BEGIN Source records

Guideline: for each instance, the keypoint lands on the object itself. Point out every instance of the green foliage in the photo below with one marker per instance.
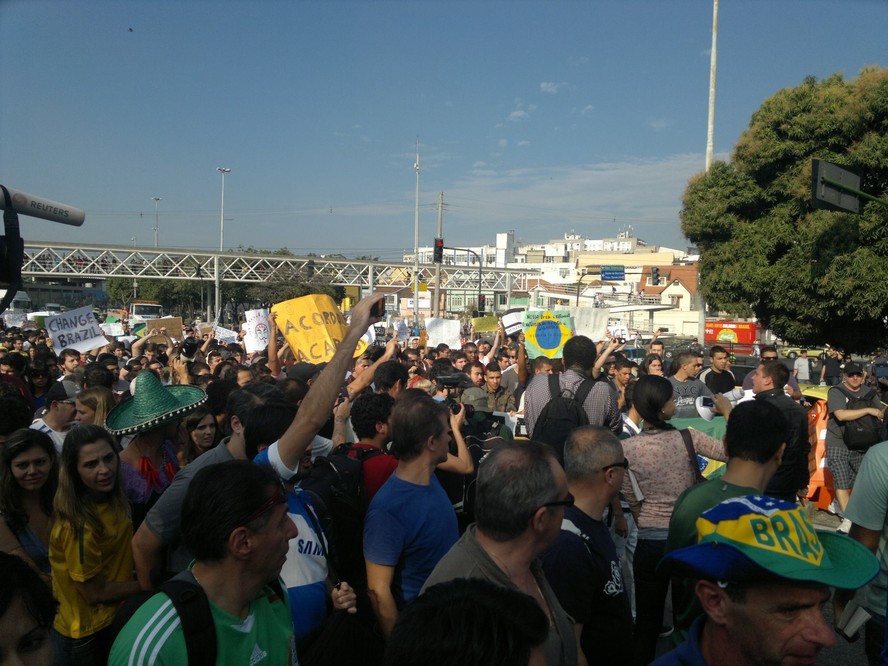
(810, 276)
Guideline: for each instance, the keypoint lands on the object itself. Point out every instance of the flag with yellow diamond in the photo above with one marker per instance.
(546, 332)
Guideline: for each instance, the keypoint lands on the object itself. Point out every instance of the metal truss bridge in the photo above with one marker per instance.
(96, 261)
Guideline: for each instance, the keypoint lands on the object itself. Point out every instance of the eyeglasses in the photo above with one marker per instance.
(279, 496)
(624, 464)
(567, 501)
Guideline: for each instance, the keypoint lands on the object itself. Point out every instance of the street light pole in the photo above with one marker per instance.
(155, 200)
(223, 171)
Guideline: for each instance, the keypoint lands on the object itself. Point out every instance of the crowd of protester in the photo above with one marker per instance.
(178, 501)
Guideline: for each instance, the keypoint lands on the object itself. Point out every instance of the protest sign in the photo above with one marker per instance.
(314, 327)
(173, 326)
(485, 324)
(256, 330)
(443, 330)
(75, 329)
(512, 320)
(14, 319)
(546, 332)
(591, 322)
(112, 328)
(224, 335)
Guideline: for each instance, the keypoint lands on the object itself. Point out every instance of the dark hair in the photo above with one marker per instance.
(219, 499)
(96, 374)
(651, 393)
(777, 372)
(388, 374)
(19, 442)
(644, 368)
(467, 621)
(217, 394)
(20, 581)
(369, 409)
(73, 502)
(415, 417)
(755, 431)
(15, 412)
(263, 411)
(514, 480)
(580, 352)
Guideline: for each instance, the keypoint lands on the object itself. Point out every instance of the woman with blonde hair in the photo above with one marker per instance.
(90, 551)
(92, 405)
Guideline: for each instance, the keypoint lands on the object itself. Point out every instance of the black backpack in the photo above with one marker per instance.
(338, 480)
(860, 434)
(563, 413)
(193, 608)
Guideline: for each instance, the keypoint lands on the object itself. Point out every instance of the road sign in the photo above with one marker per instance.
(613, 273)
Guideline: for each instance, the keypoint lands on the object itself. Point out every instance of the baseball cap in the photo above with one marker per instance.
(62, 391)
(748, 539)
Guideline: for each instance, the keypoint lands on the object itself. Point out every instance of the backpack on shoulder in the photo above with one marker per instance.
(564, 412)
(338, 480)
(859, 434)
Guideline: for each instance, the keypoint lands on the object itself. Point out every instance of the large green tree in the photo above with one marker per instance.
(810, 276)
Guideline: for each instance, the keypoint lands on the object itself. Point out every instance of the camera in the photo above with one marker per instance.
(455, 406)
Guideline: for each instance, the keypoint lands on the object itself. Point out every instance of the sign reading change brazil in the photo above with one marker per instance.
(314, 327)
(75, 329)
(546, 332)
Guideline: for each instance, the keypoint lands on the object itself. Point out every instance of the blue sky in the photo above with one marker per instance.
(542, 117)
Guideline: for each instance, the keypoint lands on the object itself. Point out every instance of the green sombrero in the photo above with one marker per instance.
(152, 405)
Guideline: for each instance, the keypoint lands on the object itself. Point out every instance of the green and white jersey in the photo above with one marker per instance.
(154, 637)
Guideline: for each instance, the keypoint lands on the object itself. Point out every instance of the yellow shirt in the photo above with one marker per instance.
(81, 555)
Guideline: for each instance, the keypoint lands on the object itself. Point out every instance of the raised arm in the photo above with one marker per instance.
(364, 380)
(318, 403)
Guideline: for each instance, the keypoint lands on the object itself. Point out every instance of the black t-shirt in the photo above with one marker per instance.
(587, 578)
(833, 367)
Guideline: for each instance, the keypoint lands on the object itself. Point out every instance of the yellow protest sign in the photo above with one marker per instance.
(485, 324)
(545, 333)
(314, 327)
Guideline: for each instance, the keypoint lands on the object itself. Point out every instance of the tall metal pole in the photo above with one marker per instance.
(416, 245)
(712, 60)
(437, 308)
(223, 171)
(155, 199)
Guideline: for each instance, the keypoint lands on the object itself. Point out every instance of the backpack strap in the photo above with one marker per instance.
(193, 608)
(583, 391)
(692, 454)
(554, 386)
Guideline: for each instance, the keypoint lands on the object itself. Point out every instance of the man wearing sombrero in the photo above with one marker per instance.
(763, 576)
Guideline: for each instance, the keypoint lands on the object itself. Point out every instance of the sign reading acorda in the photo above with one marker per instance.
(313, 326)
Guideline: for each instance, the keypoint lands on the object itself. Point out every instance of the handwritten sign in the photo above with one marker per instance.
(75, 329)
(485, 324)
(443, 330)
(314, 327)
(546, 332)
(256, 330)
(173, 325)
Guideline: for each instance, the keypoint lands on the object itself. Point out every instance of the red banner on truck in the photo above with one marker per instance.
(736, 336)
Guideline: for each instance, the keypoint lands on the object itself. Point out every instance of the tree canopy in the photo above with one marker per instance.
(810, 276)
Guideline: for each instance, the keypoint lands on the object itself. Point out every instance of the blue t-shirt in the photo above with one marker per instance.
(409, 527)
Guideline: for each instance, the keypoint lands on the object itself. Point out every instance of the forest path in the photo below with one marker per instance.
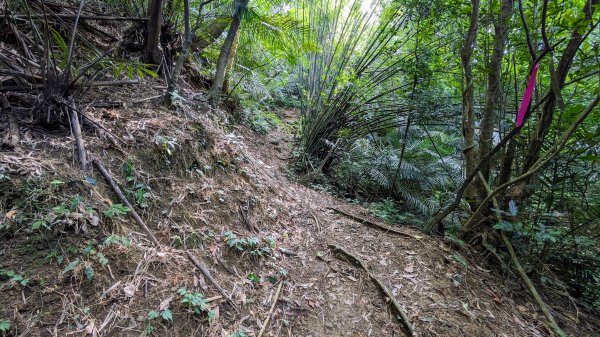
(442, 293)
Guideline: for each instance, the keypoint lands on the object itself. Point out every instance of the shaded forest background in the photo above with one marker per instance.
(405, 107)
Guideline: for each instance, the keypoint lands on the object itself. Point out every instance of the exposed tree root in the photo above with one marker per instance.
(262, 330)
(11, 138)
(121, 196)
(515, 260)
(76, 131)
(210, 279)
(373, 224)
(382, 287)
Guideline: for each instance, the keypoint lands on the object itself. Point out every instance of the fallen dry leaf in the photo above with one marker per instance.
(10, 215)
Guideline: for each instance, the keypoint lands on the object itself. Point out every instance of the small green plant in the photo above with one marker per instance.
(116, 210)
(70, 209)
(88, 256)
(14, 278)
(117, 240)
(250, 244)
(4, 176)
(140, 191)
(239, 333)
(167, 144)
(196, 302)
(4, 326)
(152, 315)
(387, 211)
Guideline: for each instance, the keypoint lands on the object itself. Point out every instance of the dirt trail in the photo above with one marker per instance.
(214, 183)
(442, 292)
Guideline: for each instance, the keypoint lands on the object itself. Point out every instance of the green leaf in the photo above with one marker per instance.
(89, 273)
(4, 325)
(39, 224)
(116, 209)
(61, 210)
(152, 315)
(149, 329)
(71, 266)
(166, 315)
(239, 333)
(212, 315)
(102, 259)
(512, 207)
(253, 277)
(181, 291)
(149, 72)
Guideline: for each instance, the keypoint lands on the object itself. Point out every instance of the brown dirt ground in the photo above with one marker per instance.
(216, 169)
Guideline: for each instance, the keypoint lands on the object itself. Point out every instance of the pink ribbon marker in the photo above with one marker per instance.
(527, 96)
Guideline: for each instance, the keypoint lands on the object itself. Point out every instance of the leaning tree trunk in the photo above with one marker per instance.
(230, 60)
(494, 89)
(152, 54)
(468, 109)
(217, 85)
(543, 126)
(185, 48)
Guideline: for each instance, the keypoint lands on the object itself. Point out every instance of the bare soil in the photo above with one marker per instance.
(220, 177)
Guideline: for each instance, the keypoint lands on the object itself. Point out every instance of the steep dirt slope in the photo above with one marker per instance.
(222, 192)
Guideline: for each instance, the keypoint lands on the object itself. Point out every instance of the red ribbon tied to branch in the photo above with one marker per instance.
(527, 96)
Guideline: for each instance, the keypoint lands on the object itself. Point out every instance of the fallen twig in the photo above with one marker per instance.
(206, 274)
(76, 85)
(404, 317)
(76, 131)
(262, 330)
(121, 196)
(373, 224)
(73, 16)
(287, 252)
(519, 268)
(11, 138)
(317, 223)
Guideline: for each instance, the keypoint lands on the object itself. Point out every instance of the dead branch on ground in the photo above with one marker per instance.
(209, 277)
(404, 317)
(76, 131)
(515, 260)
(121, 196)
(262, 330)
(373, 224)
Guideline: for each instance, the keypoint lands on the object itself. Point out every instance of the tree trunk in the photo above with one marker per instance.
(564, 66)
(152, 54)
(494, 89)
(230, 60)
(185, 48)
(217, 85)
(468, 101)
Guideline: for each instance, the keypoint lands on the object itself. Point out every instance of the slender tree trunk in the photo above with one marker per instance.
(494, 89)
(230, 59)
(468, 101)
(152, 54)
(185, 48)
(217, 85)
(543, 126)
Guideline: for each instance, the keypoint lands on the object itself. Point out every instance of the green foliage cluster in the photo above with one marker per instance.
(253, 245)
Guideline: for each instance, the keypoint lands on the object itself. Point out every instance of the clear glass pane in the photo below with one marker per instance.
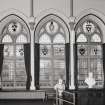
(52, 27)
(45, 72)
(21, 39)
(19, 51)
(88, 27)
(45, 50)
(44, 39)
(7, 39)
(14, 28)
(8, 74)
(59, 64)
(59, 50)
(81, 38)
(8, 50)
(95, 38)
(59, 39)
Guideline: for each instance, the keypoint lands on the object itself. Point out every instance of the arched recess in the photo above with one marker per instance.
(53, 55)
(15, 53)
(90, 30)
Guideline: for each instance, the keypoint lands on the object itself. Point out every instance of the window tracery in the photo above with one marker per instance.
(14, 73)
(52, 51)
(89, 53)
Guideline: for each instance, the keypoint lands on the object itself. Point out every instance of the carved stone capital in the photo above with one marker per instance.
(32, 23)
(72, 22)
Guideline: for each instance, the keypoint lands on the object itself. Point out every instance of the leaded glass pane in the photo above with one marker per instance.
(96, 50)
(59, 64)
(81, 38)
(45, 70)
(14, 28)
(59, 39)
(19, 51)
(7, 39)
(20, 74)
(95, 38)
(82, 50)
(59, 50)
(52, 27)
(88, 27)
(45, 50)
(44, 39)
(8, 74)
(21, 39)
(8, 50)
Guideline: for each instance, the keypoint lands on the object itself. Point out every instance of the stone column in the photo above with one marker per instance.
(72, 53)
(32, 24)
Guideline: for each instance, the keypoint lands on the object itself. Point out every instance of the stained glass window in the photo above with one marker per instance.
(14, 73)
(21, 39)
(89, 54)
(52, 53)
(7, 38)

END Source records

_Your task_
Beginning with the line that contains "of the clear", write out every line through the last one in the records, exactly and without pictures.

_Expected output_
Guideline: for each instance, the keypoint lands on the object itself. Point out every instance of the clear glass pane in the photo below with one marker per instance.
(52, 27)
(45, 72)
(21, 39)
(19, 51)
(88, 27)
(45, 50)
(44, 39)
(7, 39)
(14, 28)
(8, 74)
(59, 64)
(59, 50)
(81, 38)
(8, 50)
(95, 38)
(59, 39)
Guideline: for each instance, the keypoint lands on the object itself. Point out every instance of the arched recess in the photo above with one marker per instance.
(53, 55)
(15, 53)
(90, 30)
Guideline: for each instance, the keypoint lands on the object itself. Point out every instance of the window tracery in the photo above with one marker per instance.
(14, 73)
(52, 51)
(89, 53)
Guideline: for each instance, the keypoint lands on the object itself. Point out every instance of the carved stone capital in the photo above with one marker per instance.
(32, 23)
(72, 22)
Guideline: for each instance, the keypoint lands on the object itself. Point out every instance of the leaded glass pane in the photo above with one marker per instance.
(96, 50)
(59, 64)
(81, 38)
(45, 70)
(14, 28)
(59, 39)
(19, 51)
(7, 39)
(20, 74)
(95, 38)
(82, 50)
(59, 50)
(52, 27)
(88, 27)
(45, 50)
(44, 39)
(8, 74)
(21, 39)
(8, 50)
Guideline: for each instance, the keypoint lands on the object itself. Point out every instance of the stone column in the photo above with one marker per instance.
(72, 53)
(32, 24)
Guideline: for each instance, the keypoint lands on the object itself. Point out every instance of the stained glass window in the photo above with one marker per instance.
(14, 73)
(21, 39)
(89, 54)
(52, 53)
(7, 38)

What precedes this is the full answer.